PROVIDED PASSAGE ->
● ● ● ● ●

In 2023, Karter co-wrote the songs “Let It Ride” and “God in a Dress” for English singer Paloma Faith. Karter continued to expand her presence within the rock genre with her band, Kelsy Karter & the Heroines, receiving the 2024 She Rocks Spirit Award, which recognizes influential women in rock music. That same year, she signed a new deal with United Masters and released the rock opera album Love Made Me Do It through Licorice Pizza Records with Kelsy Karter & the Heroines. In 2025, Karter and her band embarked on a world tour in support of the album and served as an opening act for American rock band Halestorm playing the legendary O2 Arena

Karter has directed many of her band's music videos and has toured the US, Europe and the UK several times fronting her band "Kelsy Karter & The Heroines", consisting of British musicians Sebastian Boyse on drums, Matthew Peach on Guitar and Tommy Gent on bass.

● ● ● ● ●

(Pointing and labeling entries)

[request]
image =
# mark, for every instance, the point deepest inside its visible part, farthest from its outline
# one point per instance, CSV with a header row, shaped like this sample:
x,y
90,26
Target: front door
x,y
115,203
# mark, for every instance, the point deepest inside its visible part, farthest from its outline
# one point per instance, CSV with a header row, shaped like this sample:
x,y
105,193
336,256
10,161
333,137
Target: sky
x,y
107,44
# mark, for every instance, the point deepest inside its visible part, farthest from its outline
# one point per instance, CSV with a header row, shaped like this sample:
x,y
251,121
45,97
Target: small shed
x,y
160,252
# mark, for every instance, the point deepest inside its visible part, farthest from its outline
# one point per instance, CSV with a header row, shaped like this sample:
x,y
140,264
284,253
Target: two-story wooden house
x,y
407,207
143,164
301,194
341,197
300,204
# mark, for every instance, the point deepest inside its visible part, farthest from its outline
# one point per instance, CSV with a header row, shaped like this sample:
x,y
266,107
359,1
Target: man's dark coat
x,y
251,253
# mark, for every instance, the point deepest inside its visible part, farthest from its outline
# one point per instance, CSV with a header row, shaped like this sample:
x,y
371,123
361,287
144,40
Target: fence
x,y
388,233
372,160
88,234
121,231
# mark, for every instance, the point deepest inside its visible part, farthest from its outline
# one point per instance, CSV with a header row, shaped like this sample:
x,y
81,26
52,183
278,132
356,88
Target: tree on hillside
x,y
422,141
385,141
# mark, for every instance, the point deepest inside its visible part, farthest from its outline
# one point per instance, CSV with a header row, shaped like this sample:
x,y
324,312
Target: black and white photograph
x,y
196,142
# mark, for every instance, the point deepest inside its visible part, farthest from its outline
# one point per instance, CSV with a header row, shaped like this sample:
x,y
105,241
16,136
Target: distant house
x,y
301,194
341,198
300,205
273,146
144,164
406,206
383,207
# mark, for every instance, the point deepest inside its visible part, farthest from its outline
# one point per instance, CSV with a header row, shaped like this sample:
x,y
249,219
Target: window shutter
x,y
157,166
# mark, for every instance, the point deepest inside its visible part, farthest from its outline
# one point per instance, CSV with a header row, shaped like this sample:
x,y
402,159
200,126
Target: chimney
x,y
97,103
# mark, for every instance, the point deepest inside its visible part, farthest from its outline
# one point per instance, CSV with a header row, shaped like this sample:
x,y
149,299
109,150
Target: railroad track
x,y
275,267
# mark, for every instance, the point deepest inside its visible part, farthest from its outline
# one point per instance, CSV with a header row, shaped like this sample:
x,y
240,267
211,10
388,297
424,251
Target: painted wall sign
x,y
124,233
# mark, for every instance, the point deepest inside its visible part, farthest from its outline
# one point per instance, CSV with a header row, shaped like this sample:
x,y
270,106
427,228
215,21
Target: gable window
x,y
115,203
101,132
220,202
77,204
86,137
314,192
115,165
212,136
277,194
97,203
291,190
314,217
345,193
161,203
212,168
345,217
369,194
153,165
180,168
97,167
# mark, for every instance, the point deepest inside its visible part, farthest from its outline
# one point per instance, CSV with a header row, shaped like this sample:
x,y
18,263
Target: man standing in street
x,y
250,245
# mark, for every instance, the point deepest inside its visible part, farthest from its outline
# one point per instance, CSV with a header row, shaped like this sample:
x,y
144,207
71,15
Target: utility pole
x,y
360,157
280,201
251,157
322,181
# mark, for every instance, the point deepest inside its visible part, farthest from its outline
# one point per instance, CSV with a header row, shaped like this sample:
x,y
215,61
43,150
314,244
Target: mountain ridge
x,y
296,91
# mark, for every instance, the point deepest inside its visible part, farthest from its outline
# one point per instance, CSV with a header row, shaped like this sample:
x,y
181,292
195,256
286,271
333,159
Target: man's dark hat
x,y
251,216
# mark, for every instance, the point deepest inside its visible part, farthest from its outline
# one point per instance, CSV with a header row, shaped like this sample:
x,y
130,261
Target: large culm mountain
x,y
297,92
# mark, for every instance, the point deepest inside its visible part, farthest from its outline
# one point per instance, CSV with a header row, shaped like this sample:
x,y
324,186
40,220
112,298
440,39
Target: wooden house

● ● ● ● ●

YOUR TASKS ->
[A] According to the passage about Kelsy Karter, why did Karter and her band set out on a world tour in 2025?
[B] Show each line of the listing that has the word "house" in it.

SET OF ANSWERS ->
[A] They went on the world tour in support of their rock opera album Love Made Me Do It, which Karter released in 2024 with Kelsy Karter & the Heroines through Licorice Pizza Records.

[B]
Target: two-story wooden house
Target: distant house
Target: wooden house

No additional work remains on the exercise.